“I am the dream of my ancestors—walking, breathing, remembering.”
I come from a people who knew freedom long before captivity.
My blood carries the rhythm of warriors and midwives, landkeepers and storytellers. My spirit remembers the soil of Mississippi, the wisdom of Choctaw ancestors, and the resistance woven into the roots of North Carolina. I am a Black woman reclaiming what was never truly lost—only buried beneath centuries of displacement, pain, and silence.
This is more than a journey. This is a spiritual homecoming.
Mound Bayou, Mississippi: The Legacy of Black Sovereignty
Nestled in the heart of the Mississippi Delta lies Mound Bayou—a town founded in 1887 by formerly enslaved Black people who envisioned a community free of freedom on their terms.
Here, Black doctors, teachers, farmers, and entrepreneurs created a thriving town of self-sufficiency and dignity. This wasn’t just survival—it was sovereignty. My ancestors were part of this radical vision.
Mound Bayou is a reminder that I descend from builders of legacies. Their courage fuels me today.

**Aim A**
Restate the passage of the ancestry essay from "Mound Bayou, Mississippi: The" up to and including "this radical vision.", with "entrepreneurs" swapped for "merchants".
**Aim B**
Decide whether each statement agrees with the ancestry essay, answering yes or no and quoting the deciding words: (i) Mound Bayou was founded in 1887. (ii) Mound Bayou lies in North Carolina. (iii) The writer calls the journey a spiritual homecoming.
**Aim C**
According to the ancestry essay, whose wisdom does the writer's spirit remember?

**Given data**

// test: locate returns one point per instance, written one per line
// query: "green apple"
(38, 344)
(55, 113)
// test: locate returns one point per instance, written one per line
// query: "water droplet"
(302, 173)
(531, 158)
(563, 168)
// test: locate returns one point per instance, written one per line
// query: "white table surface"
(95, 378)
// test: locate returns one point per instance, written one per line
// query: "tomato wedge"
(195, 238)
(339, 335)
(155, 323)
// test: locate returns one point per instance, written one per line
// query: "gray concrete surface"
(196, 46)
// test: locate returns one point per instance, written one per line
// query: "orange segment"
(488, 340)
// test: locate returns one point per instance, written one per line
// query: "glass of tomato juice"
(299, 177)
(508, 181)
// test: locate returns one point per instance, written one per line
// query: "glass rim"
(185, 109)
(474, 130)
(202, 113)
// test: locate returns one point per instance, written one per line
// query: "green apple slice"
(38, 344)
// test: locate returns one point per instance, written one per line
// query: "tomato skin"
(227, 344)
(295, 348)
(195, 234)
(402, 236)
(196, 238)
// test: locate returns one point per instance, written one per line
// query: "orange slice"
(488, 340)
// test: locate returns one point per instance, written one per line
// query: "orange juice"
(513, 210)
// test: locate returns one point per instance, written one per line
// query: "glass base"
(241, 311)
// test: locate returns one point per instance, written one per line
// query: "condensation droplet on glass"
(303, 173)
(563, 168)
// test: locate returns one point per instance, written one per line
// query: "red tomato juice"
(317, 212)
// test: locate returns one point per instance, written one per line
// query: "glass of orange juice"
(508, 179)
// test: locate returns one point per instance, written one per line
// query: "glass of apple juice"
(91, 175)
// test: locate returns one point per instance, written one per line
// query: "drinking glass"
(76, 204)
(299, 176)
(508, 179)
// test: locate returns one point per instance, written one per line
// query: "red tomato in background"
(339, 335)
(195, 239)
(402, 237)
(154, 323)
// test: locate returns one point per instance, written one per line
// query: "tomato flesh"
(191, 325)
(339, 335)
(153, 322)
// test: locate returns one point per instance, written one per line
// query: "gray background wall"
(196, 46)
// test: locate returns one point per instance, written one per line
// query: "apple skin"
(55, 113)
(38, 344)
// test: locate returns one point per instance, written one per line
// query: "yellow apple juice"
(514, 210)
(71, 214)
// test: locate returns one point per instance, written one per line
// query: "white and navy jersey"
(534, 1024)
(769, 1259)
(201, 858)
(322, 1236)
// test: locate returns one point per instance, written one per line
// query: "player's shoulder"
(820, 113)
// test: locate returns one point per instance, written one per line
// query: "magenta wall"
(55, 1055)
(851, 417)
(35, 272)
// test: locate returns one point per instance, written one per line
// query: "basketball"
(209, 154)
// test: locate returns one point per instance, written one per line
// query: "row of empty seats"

**Right answer A**
Mound Bayou, Mississippi: The Legacy of Black Sovereignty
Nestled in the heart of the Mississippi Delta lies Mound Bayou—a town founded in 1887 by formerly enslaved Black people who envisioned a community free of freedom on their terms.
Here, Black doctors, teachers, farmers, and merchants created a thriving town of self-sufficiency and dignity. This wasn’t just survival—it was sovereignty. My ancestors were part of this radical vision.

**Right answer B**
(i) Yes: "a town founded in 1887"
(ii) No: "Nestled in the heart of the Mississippi Delta lies Mound Bayou"
(iii) Yes: "This is a spiritual homecoming."

**Right answer C**
The wisdom of Choctaw ancestors.